▶ **RECORDS**:
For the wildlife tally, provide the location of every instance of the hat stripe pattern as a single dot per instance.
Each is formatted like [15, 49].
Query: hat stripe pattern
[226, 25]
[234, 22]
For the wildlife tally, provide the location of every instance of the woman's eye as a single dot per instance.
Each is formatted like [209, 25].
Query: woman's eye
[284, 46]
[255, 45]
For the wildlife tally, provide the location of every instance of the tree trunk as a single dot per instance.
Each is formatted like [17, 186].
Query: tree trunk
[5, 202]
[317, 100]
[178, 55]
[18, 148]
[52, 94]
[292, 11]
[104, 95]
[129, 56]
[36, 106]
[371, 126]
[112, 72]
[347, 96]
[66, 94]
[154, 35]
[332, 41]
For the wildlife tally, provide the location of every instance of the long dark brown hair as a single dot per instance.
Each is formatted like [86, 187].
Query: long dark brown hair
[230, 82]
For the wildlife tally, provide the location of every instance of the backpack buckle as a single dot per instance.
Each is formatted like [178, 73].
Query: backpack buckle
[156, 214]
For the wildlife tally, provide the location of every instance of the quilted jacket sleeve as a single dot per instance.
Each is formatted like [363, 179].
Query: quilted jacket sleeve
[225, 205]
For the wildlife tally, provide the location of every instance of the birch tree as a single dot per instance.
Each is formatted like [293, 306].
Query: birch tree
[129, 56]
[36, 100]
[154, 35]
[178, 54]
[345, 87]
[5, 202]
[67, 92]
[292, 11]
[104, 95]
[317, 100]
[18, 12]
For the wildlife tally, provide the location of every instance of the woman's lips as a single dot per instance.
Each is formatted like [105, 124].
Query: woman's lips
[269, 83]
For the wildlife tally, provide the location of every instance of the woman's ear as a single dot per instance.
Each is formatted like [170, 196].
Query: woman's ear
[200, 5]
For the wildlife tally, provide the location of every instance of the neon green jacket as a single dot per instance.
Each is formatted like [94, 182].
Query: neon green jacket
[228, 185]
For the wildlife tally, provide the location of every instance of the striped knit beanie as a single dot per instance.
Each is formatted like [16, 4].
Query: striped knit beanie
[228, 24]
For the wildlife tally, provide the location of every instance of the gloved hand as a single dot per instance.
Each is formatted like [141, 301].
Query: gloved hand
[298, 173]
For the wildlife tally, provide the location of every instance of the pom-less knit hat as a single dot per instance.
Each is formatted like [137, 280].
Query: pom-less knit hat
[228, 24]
...
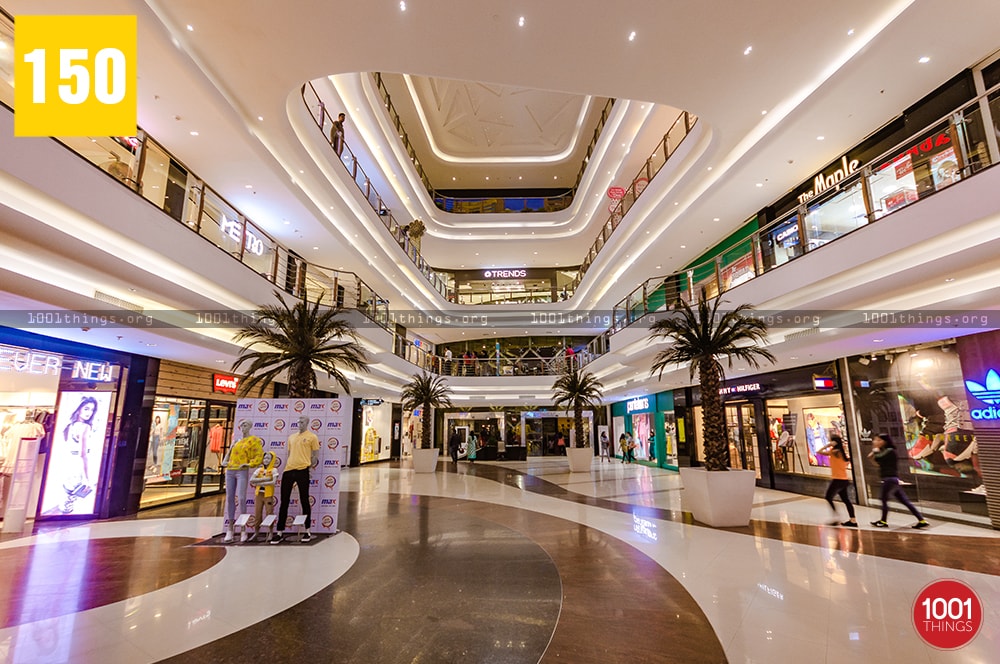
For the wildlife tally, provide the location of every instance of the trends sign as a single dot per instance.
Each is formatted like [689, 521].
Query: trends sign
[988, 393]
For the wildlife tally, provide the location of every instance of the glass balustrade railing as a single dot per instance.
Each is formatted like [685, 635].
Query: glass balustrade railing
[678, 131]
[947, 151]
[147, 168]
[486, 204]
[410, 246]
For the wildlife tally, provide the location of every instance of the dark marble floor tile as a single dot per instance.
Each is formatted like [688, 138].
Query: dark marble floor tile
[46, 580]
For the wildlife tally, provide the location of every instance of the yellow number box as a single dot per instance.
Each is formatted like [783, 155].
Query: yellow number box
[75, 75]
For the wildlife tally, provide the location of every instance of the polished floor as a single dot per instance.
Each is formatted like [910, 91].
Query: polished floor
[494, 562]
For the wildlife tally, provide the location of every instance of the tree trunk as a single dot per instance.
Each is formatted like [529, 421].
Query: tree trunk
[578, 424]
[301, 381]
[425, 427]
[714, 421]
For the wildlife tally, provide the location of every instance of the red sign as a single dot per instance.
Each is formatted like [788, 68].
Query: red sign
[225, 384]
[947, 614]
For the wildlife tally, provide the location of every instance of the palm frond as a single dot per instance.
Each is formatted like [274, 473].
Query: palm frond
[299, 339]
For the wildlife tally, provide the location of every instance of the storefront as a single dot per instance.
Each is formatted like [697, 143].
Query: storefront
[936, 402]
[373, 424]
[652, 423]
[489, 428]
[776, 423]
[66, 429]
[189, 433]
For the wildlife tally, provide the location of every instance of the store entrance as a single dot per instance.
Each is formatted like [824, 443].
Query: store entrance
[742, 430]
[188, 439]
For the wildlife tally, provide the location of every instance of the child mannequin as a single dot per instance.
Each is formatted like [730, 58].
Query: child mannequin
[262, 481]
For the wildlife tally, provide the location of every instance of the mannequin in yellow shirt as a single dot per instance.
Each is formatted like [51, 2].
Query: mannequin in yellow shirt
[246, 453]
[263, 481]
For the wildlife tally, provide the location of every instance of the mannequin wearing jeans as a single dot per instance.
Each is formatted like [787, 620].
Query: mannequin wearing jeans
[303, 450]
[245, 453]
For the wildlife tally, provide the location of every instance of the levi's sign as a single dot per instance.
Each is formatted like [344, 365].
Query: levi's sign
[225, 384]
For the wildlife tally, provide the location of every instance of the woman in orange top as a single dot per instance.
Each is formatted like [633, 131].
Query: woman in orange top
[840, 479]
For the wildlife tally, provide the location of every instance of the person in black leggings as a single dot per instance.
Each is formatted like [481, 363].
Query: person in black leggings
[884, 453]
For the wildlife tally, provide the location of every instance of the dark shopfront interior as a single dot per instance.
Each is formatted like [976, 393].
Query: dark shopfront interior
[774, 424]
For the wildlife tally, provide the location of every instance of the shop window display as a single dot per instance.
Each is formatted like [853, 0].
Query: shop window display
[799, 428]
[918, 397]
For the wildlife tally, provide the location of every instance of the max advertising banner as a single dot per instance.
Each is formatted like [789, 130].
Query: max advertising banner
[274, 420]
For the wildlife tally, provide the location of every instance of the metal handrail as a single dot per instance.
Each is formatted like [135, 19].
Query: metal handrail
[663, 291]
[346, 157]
--
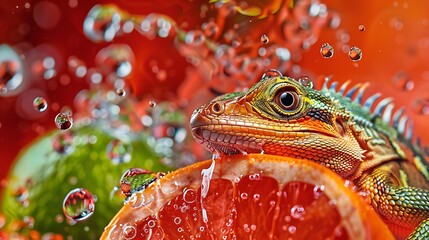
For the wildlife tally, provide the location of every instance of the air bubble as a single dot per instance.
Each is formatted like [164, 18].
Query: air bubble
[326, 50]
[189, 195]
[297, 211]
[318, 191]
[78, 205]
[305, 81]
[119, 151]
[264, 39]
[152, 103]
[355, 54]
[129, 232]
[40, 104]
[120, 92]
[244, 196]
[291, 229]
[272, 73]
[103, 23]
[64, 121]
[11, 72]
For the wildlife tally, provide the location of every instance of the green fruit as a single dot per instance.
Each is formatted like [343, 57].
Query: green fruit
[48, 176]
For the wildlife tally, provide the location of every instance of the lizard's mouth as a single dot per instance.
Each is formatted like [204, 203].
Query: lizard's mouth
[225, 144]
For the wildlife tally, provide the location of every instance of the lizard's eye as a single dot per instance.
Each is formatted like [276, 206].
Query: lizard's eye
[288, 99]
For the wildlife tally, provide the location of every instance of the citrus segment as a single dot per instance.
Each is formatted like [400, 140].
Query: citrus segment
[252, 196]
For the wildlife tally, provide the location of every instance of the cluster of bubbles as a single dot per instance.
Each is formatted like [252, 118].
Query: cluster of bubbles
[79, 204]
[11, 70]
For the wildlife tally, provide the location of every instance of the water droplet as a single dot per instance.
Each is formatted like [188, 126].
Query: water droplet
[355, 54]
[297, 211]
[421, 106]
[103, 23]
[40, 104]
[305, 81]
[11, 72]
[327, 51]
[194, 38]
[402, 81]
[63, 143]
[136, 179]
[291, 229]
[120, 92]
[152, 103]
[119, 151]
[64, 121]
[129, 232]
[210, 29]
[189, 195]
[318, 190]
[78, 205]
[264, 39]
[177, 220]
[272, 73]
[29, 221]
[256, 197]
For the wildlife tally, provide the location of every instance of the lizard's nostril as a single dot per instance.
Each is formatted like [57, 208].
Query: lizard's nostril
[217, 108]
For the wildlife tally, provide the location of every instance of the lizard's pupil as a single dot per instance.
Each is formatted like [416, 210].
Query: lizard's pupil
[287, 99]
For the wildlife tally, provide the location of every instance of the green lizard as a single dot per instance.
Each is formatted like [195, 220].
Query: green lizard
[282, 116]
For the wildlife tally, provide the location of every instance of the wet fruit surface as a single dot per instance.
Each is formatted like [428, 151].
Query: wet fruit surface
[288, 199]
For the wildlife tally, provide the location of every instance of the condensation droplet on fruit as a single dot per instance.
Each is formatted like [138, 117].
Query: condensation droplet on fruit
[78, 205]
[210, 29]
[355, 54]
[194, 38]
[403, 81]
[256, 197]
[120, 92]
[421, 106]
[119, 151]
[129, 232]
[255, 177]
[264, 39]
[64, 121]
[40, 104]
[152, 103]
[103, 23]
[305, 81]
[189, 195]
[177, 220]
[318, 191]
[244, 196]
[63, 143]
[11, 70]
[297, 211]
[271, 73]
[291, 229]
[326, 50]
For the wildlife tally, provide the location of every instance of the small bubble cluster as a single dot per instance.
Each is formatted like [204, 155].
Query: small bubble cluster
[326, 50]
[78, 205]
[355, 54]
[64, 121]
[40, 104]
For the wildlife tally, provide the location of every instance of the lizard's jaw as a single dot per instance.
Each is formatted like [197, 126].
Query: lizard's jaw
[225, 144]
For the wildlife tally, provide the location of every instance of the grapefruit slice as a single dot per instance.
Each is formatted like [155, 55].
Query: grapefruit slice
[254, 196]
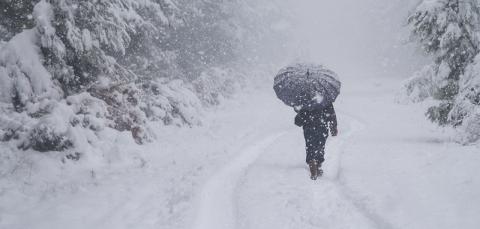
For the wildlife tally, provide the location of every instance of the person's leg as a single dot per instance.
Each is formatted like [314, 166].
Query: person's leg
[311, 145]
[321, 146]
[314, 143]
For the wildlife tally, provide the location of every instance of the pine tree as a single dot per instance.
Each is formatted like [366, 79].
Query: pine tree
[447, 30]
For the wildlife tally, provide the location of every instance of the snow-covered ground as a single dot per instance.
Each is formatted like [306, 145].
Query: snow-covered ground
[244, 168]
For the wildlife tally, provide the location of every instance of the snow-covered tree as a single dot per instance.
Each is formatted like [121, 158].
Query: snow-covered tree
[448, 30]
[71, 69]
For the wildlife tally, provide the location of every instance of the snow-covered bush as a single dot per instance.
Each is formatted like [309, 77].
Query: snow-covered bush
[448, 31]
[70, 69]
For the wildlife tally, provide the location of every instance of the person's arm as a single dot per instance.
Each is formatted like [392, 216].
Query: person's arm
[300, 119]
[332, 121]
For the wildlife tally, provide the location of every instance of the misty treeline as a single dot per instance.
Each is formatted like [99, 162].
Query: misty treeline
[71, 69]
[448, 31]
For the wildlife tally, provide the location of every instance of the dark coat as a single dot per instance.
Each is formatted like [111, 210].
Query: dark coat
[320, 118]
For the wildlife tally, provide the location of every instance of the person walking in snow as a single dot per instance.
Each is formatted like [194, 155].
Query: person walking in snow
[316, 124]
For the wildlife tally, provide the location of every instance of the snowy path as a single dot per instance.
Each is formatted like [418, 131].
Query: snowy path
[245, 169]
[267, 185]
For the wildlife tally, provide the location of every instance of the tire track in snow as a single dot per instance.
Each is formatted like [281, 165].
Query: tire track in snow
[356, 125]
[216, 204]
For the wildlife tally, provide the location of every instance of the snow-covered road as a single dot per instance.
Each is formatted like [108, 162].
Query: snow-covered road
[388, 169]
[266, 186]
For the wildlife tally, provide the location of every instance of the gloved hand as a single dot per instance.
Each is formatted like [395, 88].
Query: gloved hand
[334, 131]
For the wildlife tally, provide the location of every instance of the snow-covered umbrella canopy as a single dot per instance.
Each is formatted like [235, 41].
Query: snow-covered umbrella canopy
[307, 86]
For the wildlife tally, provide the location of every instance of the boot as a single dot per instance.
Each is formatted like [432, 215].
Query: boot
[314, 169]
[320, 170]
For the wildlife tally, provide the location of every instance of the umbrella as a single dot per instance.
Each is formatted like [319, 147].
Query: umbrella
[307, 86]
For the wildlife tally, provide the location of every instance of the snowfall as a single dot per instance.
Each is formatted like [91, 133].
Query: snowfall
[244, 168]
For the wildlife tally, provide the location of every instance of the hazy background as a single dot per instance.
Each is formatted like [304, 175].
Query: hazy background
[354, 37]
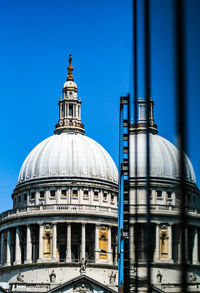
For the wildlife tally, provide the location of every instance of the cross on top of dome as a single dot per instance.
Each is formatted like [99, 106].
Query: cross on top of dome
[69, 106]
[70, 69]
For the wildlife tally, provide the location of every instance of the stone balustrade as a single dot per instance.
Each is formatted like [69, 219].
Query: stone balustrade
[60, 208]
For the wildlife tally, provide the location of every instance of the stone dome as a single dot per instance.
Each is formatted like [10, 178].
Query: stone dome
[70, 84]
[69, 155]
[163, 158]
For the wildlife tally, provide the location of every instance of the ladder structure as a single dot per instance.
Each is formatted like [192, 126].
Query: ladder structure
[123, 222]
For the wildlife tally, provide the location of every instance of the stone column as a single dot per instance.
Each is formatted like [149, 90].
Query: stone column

▶ **YOUR OBJECTIVE**: Copy out, word for word, the lines of the rows above from the line with "stone dome as a single dot per instance." to the line with "Query: stone column", including both of those lines.

▶ **RESPONSE TO THE TASK**:
For the wildlife tally, provide the location of every instance of the stone dome as a single dot per instance.
Each is formatted like [10, 178].
Query: stone dome
[70, 84]
[69, 155]
[163, 158]
For the wildlife tally, provide the location of every instance of the ladder structure as a single dot per instance.
Each is formatted like [192, 126].
Query: ladder structure
[123, 222]
For the wildlife tally, provide the location of every instance of the stone column as a single dot per instance.
Each is formatted like [149, 90].
Query: stone column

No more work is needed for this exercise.